**Objectif**
Transcrivez le passage du texte sur Ouranos et la nécessité, depuis « On discerne toutefois » jusqu'à « à s’écouler vraiment. » inclus.

On discerne toutefois une différence. Ce qui procède de déterminations tire sa nécessité de la succession de celles-ci, série continue, et par là contraignante. Nous en retirons l’idée d’un enchaînement de causes et d’effets. Mais lorsque nous qualifions la nécessité d’absolue, nous passons sur la série des déterminations, pour retenir uniquement que nous n’avons plus le choix. Ouranos règne sur un espace où il n’arrive pas grand-chose. Son règne est celui de la durée, d’une stabilité d’airain : le devenir titanesque n’a pas encore commencé. Les Titans n’emplissent pas encore la Terre de leur vigoureuse existence, partout règne un silence intemporel. Ouranos a le visage d’une nécessité d’airain. Cette nécessité ouranienne n’est pas celle du devenir, celle dont sont pétris les enfants d’Ouranos. Le temps semble immobile, il faut attendre Cronos pour qu’il commence à s’écouler vraiment.
Là où tout est donné pour nécessaire, il n’y a pas de liberté qui tienne ; on n’en sent même pas le besoin. Mais si jamais l’esprit, se sachant fait pour ce jeu, commence à le ressentir, il ne peut plus s’en défaire. Le pouvoir et l’attrait du Beau tiennent à cette liberté dont il jouit en lui-même. Le monde du devenir titanesque ne connaît pas cette soif du Beau, cette passion dévorante. Il ne s’y forme aucun surplus ni superflu, car les énergies se consument à mesure qu’elles s’exercent, et si elles se renouvellent sans cesse, c’est pour retomber de plus belle dans cette consomption.

**Données fournies**
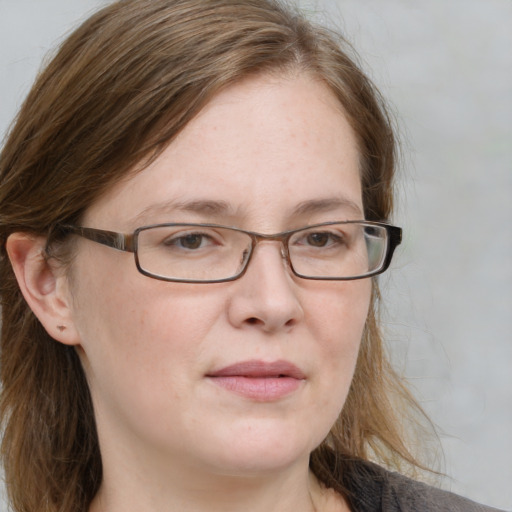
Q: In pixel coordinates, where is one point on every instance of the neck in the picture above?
(292, 490)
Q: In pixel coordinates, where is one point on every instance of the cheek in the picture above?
(339, 319)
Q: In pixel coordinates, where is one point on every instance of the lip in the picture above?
(259, 380)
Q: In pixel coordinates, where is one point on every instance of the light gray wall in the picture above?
(446, 65)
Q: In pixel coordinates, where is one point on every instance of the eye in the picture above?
(321, 239)
(190, 241)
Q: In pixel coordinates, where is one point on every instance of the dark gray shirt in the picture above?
(374, 489)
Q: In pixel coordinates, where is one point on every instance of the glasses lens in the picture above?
(342, 250)
(192, 252)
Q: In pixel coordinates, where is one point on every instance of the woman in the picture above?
(194, 202)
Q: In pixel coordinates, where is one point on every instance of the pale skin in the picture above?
(269, 154)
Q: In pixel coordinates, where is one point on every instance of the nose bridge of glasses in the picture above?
(282, 239)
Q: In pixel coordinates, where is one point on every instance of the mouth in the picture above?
(258, 380)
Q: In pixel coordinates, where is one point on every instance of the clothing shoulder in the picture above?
(406, 495)
(375, 489)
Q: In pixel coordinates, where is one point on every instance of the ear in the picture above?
(44, 285)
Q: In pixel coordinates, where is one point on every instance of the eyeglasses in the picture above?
(210, 253)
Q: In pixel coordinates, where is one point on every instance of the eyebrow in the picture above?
(326, 205)
(214, 208)
(200, 206)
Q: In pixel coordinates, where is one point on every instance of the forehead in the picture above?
(268, 146)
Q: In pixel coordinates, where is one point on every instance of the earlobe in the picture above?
(44, 286)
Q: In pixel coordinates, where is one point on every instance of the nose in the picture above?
(265, 297)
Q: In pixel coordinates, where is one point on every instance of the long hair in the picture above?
(116, 93)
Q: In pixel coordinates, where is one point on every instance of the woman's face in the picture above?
(184, 374)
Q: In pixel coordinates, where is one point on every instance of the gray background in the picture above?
(446, 67)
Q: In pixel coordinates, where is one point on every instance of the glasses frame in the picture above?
(128, 242)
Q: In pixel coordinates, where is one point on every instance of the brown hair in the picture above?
(117, 92)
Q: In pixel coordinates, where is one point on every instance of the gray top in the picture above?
(374, 489)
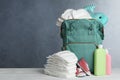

**Solution proposée**
On discerne toutefois une différence. Ce qui procède de déterminations tire sa nécessité de la succession de celles-ci, série continue, et par là contraignante. Nous en retirons l’idée d’un enchaînement de causes et d’effets. Mais lorsque nous qualifions la nécessité d’absolue, nous passons sur la série des déterminations, pour retenir uniquement que nous n’avons plus le choix. Ouranos règne sur un espace où il n’arrive pas grand-chose. Son règne est celui de la durée, d’une stabilité d’airain : le devenir titanesque n’a pas encore commencé. Les Titans n’emplissent pas encore la Terre de leur vigoureuse existence, partout règne un silence intemporel. Ouranos a le visage d’une nécessité d’airain. Cette nécessité ouranienne n’est pas celle du devenir, celle dont sont pétris les enfants d’Ouranos. Le temps semble immobile, il faut attendre Cronos pour qu’il commence à s’écouler vraiment.